Iwokrama River Lodge
Nestled in the heart of Guyana’s rainforest, the Iwokrama River Lodge serves as the base for the Iwokrama International Centre for Rainforest Conservation and Development. A trip to this lodge will give you the opportunity to learn how locals and researchers work together to preserve the Iwokrama Rainforest and its many wildlife and birding species. Travellers learn and take part in this through guided tours of the rainforest and waterways with a seasoned guide or in participation in on-site research and educational programmes. Iwokrama is well known for its role with SAVE (Scientific, Academic, Voluntary and Educational) based travel organisations. This includes universities and research organisations whose main focus for visiting Guyana is on research and conservation efforts; the Iwokrama rainforest serves as the perfect backdrop and field site for these activities. Visit www.iwokramariverlodge.com for more details.
•••
→ **Instructions**
(A) In the passage on the Iwokrama River Lodge, what does SAVE stand for?
(B) Write the next paragraph of the Iwokrama River Lodge passage, picking up after its final sentence.

→ **Data provided**
•••
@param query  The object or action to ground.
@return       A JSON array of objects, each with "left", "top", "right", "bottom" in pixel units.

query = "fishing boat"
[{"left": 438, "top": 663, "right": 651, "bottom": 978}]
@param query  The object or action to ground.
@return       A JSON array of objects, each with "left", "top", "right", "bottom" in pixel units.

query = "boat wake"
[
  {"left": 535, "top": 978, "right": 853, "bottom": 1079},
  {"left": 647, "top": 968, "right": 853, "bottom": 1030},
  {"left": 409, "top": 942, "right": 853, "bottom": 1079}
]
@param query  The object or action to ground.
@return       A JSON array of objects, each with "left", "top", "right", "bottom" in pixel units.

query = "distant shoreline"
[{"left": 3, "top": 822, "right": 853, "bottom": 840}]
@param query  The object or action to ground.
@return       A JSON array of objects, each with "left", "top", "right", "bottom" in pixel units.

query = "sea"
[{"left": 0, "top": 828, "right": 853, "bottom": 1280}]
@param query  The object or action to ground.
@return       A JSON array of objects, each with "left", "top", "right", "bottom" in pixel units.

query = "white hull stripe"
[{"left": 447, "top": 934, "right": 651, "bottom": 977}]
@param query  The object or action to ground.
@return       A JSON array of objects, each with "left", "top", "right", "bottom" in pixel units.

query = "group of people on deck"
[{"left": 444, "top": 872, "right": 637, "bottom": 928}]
•••
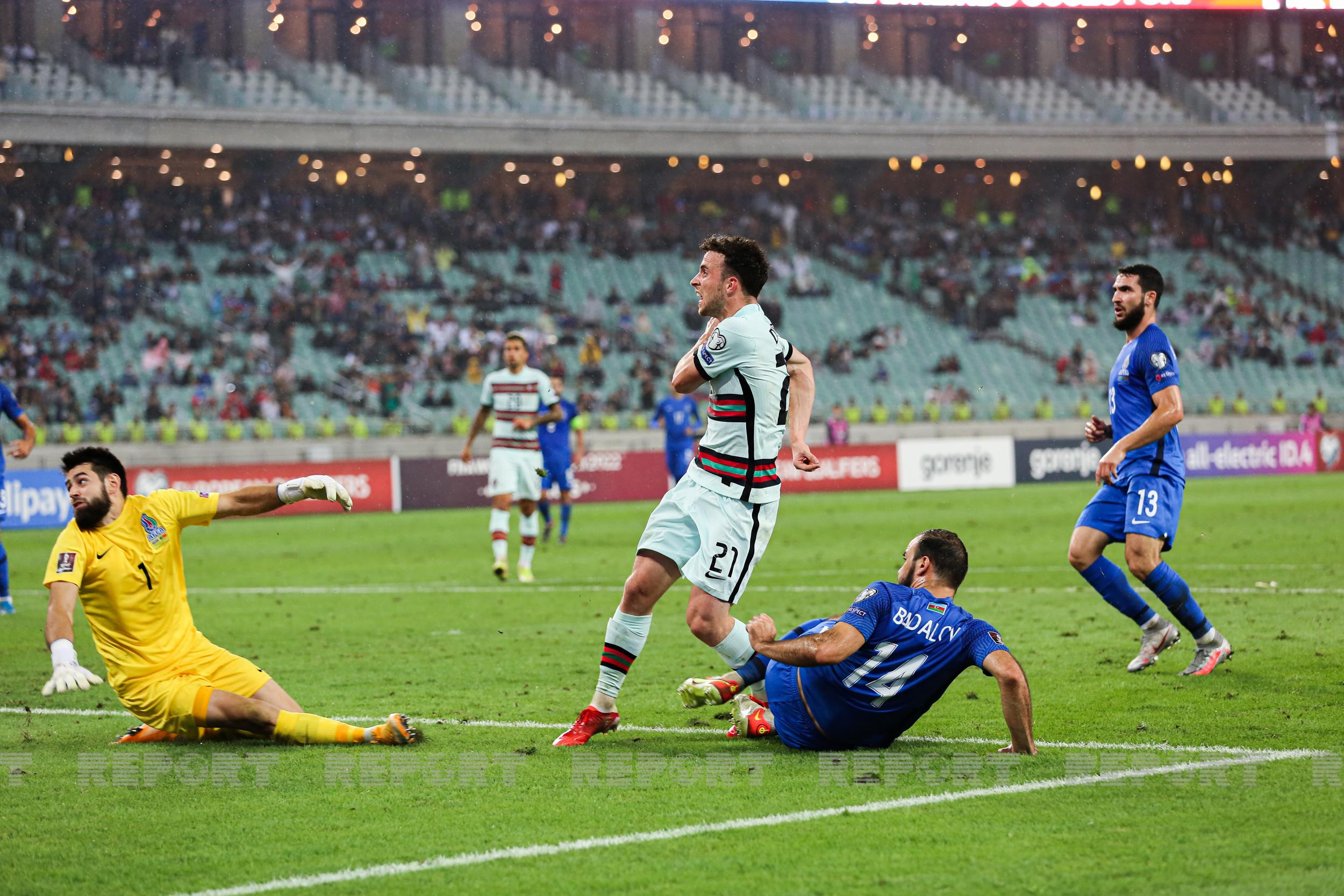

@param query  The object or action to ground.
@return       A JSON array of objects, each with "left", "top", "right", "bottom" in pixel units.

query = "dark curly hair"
•••
→ **Numbered answers**
(A) Scientific, Academic, Voluntary and Educational

(B)
Travel Better with Guyana: Guyana is working hard to conserve its vibrant wildlife and ecosystems and protect its culture and heritage. We realise that it is often difficult to understand how you can support these aims and make a difference when you travel. That’s why we’ve set out to help you by creating Visitor Guidelines For Sustainable Travel. All passionate globetrotters, curious culture seekers and bold adventurers are encouraged to do all they can to leave a positive impact on the people and places you visit in Guyana.